# Start of RECORD EXTRACTS

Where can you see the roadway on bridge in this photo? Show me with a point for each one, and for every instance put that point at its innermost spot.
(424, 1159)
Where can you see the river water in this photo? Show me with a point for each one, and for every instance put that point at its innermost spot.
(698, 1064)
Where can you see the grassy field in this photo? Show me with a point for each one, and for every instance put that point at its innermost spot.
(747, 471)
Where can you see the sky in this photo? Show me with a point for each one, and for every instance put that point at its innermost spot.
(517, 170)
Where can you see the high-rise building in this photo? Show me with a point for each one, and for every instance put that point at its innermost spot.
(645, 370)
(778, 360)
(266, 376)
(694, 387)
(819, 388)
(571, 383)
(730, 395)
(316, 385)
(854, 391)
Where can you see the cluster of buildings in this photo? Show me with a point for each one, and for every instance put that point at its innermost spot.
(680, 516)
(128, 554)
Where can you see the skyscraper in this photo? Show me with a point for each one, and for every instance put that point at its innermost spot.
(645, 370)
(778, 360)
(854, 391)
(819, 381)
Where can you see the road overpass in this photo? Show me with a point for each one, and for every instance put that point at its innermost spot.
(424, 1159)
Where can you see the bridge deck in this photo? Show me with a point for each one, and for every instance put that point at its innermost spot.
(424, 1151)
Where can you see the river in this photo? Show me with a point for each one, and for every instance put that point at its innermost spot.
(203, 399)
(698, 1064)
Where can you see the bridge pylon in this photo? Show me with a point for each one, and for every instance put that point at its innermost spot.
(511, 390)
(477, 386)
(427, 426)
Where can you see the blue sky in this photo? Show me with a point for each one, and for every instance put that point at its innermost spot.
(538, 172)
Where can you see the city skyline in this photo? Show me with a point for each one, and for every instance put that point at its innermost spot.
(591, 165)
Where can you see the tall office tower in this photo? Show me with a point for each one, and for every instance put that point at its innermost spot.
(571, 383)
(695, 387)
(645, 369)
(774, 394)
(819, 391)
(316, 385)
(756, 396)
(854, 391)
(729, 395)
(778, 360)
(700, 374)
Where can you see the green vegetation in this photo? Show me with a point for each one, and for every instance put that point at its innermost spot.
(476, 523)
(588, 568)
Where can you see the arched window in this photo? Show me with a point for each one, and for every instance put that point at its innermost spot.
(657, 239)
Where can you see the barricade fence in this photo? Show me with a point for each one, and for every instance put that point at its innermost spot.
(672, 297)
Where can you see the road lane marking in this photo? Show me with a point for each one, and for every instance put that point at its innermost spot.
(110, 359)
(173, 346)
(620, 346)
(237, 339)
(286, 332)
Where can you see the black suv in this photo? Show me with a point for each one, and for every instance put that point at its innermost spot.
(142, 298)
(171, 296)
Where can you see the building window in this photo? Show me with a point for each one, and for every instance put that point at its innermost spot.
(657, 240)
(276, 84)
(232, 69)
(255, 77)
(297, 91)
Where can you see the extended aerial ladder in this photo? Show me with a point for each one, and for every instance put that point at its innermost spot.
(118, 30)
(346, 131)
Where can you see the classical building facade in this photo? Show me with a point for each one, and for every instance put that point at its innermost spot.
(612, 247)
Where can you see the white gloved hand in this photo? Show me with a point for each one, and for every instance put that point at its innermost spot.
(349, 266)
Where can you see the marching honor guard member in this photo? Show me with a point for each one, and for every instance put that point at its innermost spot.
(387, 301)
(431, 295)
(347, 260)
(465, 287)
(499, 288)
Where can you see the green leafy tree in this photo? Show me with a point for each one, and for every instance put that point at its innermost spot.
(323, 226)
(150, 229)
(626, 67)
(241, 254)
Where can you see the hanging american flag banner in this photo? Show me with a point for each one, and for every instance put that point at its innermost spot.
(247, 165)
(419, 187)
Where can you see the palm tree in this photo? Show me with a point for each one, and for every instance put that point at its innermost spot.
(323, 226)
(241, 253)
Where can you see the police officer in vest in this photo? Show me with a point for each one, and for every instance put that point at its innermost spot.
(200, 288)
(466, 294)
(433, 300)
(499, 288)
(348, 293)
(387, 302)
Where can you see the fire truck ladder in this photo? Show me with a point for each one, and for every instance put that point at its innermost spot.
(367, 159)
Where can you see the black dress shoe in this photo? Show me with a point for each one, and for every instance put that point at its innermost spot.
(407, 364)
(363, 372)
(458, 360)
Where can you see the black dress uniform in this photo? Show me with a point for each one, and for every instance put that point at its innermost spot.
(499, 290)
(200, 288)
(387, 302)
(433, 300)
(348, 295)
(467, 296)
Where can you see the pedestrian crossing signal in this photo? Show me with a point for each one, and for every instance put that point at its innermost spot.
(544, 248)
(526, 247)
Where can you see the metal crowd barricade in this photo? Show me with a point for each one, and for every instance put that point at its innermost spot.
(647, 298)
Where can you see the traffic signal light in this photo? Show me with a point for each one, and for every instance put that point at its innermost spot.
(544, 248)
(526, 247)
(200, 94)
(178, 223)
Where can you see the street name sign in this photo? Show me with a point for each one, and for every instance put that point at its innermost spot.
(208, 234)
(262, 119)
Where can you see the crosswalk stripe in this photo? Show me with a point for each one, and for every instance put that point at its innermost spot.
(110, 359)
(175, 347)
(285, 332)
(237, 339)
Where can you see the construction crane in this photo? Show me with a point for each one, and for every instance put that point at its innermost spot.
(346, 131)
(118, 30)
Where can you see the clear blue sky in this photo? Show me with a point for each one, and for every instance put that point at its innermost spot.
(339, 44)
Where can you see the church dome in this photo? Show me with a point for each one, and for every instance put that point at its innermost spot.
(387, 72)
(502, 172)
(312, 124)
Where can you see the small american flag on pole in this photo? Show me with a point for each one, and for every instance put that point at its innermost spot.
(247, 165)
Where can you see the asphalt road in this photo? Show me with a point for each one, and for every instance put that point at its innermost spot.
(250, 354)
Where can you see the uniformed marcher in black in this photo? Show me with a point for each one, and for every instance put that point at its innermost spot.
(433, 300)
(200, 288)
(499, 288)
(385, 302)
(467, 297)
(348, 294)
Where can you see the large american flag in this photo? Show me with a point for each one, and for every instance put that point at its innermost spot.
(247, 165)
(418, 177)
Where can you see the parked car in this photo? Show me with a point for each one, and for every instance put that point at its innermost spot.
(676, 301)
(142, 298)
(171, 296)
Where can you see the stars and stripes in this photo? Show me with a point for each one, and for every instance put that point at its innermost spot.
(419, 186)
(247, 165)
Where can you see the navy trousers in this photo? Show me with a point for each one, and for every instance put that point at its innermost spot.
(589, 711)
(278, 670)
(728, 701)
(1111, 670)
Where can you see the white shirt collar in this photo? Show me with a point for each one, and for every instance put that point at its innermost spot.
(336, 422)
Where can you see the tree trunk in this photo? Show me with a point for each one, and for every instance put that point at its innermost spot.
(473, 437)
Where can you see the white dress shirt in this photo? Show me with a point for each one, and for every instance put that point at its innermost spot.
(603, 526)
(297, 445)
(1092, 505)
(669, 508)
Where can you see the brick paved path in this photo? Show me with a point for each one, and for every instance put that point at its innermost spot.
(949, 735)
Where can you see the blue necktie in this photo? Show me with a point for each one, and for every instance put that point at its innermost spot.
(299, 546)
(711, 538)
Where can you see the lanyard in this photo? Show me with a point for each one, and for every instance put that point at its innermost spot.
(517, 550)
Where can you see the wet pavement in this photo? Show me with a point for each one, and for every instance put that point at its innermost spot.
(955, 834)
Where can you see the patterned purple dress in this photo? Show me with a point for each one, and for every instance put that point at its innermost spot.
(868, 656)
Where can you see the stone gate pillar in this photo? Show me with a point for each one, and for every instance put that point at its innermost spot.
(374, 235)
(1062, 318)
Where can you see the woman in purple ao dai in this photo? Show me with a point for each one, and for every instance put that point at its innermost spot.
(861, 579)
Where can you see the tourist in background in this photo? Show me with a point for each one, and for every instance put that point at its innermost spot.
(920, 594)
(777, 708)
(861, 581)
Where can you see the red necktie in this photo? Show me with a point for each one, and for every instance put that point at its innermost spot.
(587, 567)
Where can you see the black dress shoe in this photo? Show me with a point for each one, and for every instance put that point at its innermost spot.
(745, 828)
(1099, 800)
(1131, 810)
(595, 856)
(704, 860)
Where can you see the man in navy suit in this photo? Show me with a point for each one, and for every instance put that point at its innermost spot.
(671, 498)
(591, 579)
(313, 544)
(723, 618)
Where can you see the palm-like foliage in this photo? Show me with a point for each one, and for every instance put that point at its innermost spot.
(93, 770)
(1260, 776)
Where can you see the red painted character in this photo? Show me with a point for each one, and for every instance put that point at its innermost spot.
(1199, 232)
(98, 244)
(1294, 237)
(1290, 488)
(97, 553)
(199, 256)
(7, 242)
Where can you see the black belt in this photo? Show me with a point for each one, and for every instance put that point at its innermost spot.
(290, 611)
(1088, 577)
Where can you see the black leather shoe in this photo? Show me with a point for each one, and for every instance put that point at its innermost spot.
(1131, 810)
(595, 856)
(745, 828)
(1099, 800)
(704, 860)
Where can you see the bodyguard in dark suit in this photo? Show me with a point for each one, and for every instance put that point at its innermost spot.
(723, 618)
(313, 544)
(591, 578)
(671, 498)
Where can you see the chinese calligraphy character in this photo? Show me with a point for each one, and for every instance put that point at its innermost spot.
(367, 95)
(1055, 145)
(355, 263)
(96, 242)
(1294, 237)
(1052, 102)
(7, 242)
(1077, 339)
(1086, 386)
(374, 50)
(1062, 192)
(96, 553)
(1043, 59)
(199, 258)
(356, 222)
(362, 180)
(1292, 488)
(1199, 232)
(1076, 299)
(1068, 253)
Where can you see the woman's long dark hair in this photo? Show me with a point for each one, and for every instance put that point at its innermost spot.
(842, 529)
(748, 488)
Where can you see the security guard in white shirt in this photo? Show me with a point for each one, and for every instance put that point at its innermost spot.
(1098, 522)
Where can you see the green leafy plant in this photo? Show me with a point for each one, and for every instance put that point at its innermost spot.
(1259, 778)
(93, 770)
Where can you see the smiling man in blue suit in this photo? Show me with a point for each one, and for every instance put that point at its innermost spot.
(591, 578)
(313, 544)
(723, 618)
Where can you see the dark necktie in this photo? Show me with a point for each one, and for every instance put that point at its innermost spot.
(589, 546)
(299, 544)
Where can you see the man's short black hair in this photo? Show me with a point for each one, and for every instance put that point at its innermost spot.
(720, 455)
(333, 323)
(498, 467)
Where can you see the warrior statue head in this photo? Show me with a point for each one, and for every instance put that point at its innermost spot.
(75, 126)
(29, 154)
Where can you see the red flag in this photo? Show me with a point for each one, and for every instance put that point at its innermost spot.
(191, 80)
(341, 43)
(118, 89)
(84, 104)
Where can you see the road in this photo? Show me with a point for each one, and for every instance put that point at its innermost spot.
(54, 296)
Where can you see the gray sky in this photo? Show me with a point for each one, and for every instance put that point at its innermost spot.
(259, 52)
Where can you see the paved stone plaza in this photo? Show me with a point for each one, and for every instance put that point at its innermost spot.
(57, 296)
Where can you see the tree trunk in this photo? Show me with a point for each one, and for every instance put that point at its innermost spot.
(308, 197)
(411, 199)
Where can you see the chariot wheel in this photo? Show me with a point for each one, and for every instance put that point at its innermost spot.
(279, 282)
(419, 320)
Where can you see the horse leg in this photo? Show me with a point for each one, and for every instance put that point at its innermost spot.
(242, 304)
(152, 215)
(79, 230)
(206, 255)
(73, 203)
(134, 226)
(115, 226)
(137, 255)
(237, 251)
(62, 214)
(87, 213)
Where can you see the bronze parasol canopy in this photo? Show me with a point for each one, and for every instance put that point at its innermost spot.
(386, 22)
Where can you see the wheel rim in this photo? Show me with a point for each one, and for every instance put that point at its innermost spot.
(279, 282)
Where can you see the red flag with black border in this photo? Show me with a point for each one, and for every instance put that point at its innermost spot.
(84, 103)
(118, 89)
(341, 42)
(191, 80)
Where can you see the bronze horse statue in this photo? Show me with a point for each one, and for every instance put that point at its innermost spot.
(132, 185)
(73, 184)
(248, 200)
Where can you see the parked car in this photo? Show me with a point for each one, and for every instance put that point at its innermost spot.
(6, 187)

# End of RECORD EXTRACTS

Each line from the one containing "Where can you see the wheel" to the final line of the entries above must be returned exactly, and no other line may appear.

### TASK RESULT
Where can you see the wheel rim in this photo? Show me with a point for each one, and for every instance put that point at its innermost spot.
(279, 282)
Where can you see the red flag with black border in this photo? Show me with a point for each one, and for every instance put that point at its innermost spot.
(84, 103)
(118, 89)
(341, 42)
(191, 80)
Where can you see the bronze horse statue in this photo? Show me with a point for each one, and for every instance put that point at its innermost spot.
(132, 185)
(73, 184)
(248, 200)
Where can you see the parked car in this photo? Show me with a point for each one, and for every instance put that point at its innermost spot.
(6, 187)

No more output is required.